## Exercise prompt
Only the lines holding the string "leotard" are needed; copy each of them from the data.

## Provided records
---*---

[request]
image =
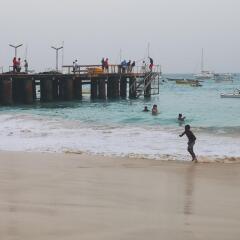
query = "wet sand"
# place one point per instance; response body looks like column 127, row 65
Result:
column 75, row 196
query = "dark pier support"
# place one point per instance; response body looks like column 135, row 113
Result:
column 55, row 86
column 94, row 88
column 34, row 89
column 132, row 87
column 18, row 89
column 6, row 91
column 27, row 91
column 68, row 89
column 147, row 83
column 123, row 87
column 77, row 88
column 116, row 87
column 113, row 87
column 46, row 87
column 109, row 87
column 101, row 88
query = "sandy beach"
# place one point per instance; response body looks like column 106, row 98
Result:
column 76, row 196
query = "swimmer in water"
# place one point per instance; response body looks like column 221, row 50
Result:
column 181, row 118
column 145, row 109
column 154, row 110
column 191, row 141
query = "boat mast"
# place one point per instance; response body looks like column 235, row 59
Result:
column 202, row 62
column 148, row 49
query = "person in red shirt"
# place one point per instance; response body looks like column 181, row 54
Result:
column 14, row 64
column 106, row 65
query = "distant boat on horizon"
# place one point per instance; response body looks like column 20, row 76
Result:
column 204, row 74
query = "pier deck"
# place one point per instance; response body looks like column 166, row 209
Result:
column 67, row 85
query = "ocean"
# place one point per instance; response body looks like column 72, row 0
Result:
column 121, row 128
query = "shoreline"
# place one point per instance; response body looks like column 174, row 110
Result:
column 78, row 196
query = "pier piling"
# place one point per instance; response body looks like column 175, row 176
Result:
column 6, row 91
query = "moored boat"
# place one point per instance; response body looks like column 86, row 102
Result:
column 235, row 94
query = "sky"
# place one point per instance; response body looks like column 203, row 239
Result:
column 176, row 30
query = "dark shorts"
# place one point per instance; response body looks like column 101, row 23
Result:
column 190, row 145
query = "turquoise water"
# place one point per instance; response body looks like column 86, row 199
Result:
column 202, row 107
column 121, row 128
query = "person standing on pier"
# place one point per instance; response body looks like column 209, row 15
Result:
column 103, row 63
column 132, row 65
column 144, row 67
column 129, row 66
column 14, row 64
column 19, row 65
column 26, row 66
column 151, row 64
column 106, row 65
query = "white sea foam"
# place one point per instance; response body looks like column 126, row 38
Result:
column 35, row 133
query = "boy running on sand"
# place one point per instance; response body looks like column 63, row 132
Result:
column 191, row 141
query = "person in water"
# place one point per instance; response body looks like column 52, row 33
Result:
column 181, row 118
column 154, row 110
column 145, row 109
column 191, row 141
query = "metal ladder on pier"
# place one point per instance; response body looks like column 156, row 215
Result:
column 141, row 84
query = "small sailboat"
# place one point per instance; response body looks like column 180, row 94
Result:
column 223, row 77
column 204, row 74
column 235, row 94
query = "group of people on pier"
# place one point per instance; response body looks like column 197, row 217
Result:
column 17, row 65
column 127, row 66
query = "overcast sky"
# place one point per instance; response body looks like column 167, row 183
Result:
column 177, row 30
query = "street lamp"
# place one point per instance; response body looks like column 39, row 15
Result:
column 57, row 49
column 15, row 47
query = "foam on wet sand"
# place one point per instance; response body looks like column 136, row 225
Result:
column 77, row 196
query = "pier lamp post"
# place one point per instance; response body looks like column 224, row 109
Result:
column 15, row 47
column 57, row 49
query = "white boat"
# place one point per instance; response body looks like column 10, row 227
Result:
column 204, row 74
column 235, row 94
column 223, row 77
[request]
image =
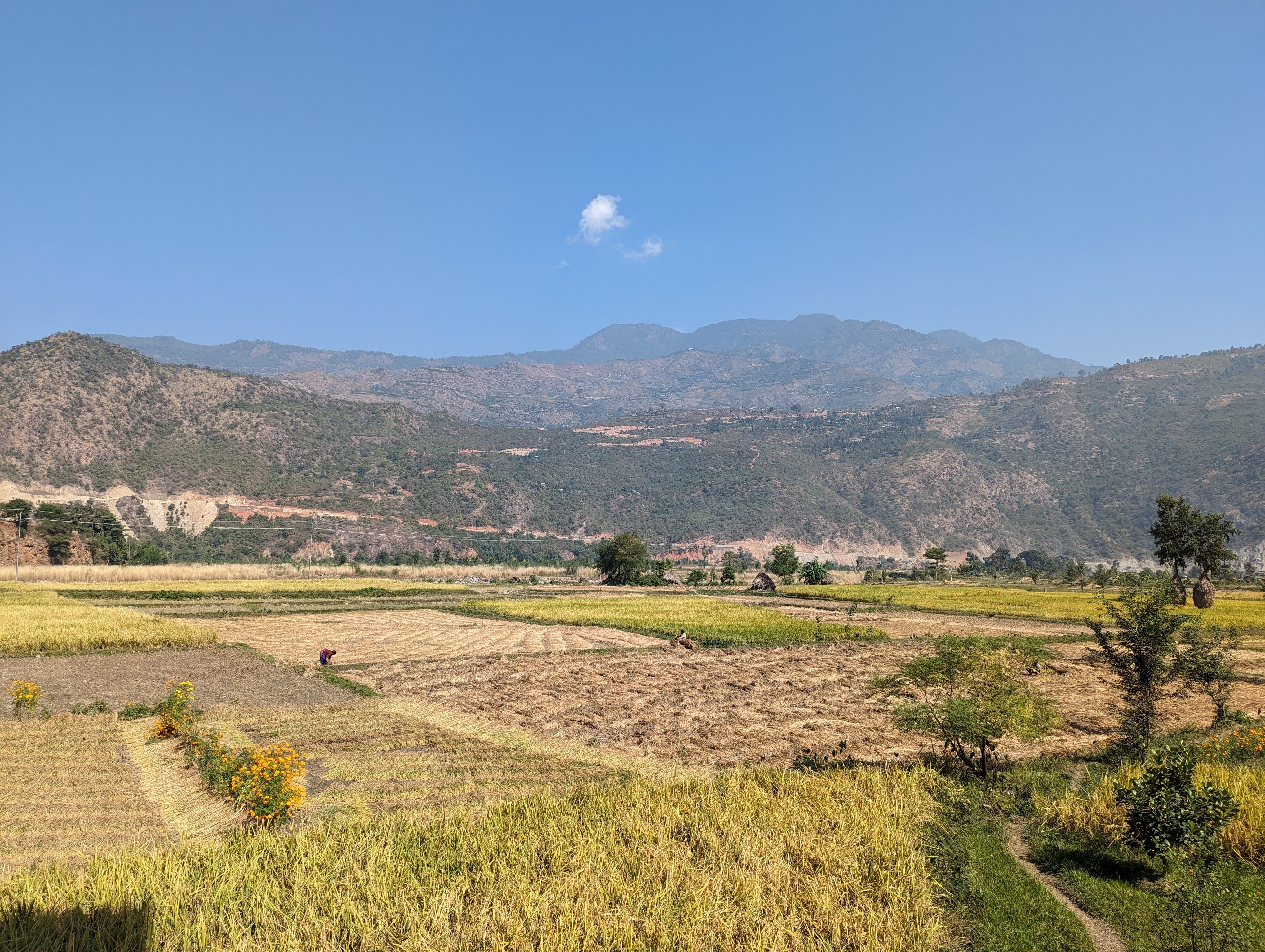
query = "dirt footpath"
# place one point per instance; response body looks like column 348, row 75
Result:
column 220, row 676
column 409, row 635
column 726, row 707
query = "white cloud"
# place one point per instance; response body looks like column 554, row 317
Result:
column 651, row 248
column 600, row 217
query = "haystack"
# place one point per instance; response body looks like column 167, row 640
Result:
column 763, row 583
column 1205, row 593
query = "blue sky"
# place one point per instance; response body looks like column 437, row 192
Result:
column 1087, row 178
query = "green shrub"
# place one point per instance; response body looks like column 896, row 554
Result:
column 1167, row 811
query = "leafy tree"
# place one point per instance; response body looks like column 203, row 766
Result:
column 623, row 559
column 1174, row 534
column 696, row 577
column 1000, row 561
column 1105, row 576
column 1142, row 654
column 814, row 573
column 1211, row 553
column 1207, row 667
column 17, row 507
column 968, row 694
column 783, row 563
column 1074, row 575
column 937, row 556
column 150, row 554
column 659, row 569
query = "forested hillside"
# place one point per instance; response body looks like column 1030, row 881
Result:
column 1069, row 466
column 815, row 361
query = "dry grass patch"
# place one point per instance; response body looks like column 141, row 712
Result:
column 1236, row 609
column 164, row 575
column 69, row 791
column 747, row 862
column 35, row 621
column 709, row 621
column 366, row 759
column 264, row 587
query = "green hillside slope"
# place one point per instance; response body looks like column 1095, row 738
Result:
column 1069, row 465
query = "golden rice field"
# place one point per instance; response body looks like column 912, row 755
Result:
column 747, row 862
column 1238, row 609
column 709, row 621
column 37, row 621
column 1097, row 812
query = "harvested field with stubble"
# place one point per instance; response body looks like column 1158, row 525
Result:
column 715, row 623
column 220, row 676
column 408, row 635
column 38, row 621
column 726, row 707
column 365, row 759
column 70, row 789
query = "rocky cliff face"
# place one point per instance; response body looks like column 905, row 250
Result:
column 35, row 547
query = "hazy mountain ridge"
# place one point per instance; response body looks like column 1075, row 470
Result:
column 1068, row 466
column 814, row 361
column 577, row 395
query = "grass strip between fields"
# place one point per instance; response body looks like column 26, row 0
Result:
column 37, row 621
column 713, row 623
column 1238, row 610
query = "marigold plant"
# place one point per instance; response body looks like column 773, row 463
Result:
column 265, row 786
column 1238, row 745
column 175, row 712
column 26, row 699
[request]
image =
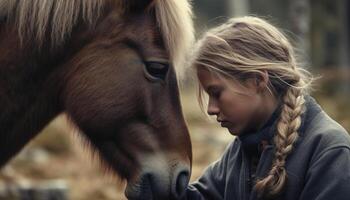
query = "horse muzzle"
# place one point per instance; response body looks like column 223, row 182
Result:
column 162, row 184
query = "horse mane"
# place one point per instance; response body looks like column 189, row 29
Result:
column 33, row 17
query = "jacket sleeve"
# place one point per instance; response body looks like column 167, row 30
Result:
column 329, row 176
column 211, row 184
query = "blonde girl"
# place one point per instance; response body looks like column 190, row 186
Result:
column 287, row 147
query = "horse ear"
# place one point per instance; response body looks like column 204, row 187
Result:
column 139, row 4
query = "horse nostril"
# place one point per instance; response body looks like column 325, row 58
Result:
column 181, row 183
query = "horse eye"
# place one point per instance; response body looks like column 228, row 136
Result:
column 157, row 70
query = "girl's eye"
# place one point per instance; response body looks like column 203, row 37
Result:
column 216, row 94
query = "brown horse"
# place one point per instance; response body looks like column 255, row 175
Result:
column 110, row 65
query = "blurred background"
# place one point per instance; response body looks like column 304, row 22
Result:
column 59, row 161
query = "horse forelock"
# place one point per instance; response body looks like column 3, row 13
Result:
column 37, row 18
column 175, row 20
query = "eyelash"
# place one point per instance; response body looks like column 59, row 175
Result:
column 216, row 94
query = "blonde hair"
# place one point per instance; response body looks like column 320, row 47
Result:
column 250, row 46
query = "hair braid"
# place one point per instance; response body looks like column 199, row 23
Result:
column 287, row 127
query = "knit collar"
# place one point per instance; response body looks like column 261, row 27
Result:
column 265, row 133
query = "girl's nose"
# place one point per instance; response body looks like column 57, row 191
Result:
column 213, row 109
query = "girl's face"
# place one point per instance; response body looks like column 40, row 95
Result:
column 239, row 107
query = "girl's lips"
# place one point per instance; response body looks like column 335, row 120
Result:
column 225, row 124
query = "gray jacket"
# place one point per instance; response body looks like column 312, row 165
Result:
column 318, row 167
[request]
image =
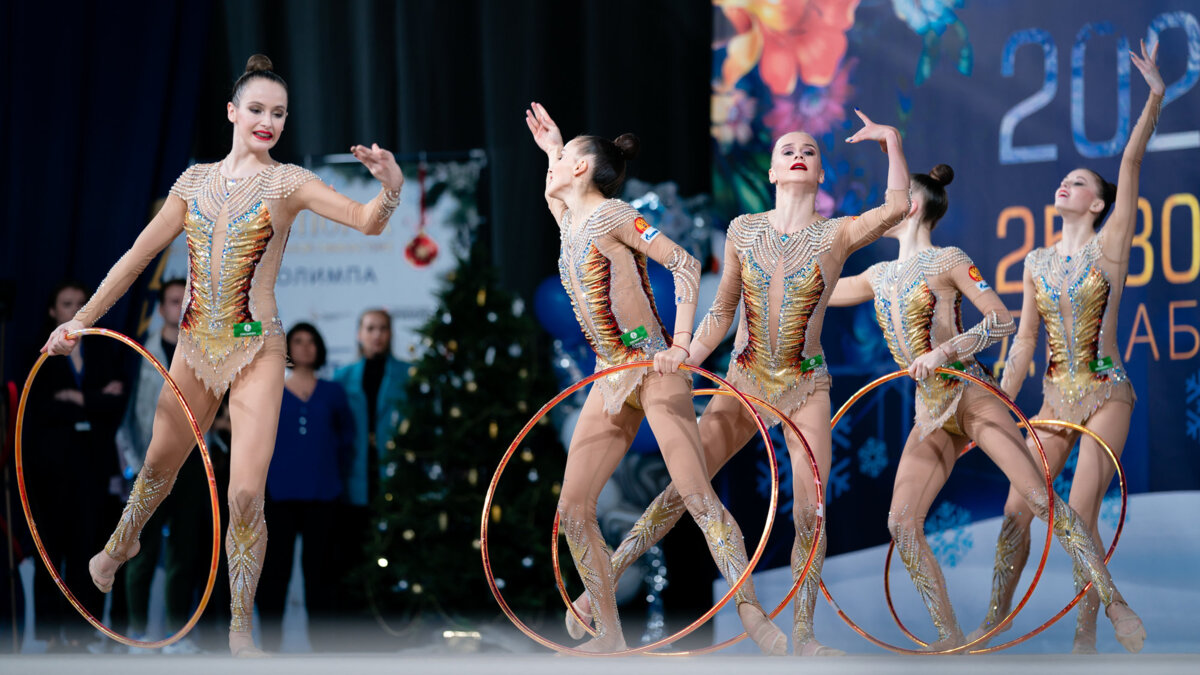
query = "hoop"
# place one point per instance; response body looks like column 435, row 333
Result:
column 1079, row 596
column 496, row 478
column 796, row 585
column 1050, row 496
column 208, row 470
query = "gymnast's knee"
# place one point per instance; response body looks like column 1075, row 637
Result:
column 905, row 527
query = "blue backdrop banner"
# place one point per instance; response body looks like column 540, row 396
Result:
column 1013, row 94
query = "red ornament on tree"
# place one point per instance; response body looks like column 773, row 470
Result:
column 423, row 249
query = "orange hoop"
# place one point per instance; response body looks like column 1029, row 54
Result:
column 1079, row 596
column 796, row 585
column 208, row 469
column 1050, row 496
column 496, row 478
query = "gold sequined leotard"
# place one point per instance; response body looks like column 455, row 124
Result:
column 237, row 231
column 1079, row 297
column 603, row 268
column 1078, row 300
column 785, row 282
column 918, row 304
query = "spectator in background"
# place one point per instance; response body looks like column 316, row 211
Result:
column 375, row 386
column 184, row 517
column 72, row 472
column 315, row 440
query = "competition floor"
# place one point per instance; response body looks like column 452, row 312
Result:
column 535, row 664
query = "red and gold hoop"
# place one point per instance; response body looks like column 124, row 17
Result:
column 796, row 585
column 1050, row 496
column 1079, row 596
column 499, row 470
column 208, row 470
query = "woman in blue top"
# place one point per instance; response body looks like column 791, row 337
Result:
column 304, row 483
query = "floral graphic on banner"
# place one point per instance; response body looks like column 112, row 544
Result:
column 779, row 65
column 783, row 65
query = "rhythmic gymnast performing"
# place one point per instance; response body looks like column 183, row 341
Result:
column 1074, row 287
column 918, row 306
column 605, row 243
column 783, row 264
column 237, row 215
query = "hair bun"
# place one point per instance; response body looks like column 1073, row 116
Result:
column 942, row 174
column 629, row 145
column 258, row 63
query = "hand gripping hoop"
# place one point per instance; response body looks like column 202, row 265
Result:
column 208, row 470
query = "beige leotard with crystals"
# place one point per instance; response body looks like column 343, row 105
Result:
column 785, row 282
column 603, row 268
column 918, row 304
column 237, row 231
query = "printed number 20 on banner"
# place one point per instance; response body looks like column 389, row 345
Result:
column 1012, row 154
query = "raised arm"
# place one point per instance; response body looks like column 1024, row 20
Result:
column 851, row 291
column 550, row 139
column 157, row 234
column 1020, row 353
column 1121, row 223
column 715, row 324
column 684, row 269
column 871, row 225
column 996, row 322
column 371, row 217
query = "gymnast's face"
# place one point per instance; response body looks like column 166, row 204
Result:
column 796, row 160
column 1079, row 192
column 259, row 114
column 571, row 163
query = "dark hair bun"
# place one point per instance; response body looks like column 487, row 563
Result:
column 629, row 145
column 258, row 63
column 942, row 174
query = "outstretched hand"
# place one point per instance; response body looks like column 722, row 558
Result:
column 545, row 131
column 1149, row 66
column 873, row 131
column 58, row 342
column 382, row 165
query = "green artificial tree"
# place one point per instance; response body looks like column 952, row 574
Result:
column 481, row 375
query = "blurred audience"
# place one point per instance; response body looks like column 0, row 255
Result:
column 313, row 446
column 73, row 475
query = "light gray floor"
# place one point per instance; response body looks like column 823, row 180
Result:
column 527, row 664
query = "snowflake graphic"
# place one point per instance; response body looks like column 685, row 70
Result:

---*---

## Result of this exercise
query = "gold sequined leotard"
query = "beige leotard with crystals"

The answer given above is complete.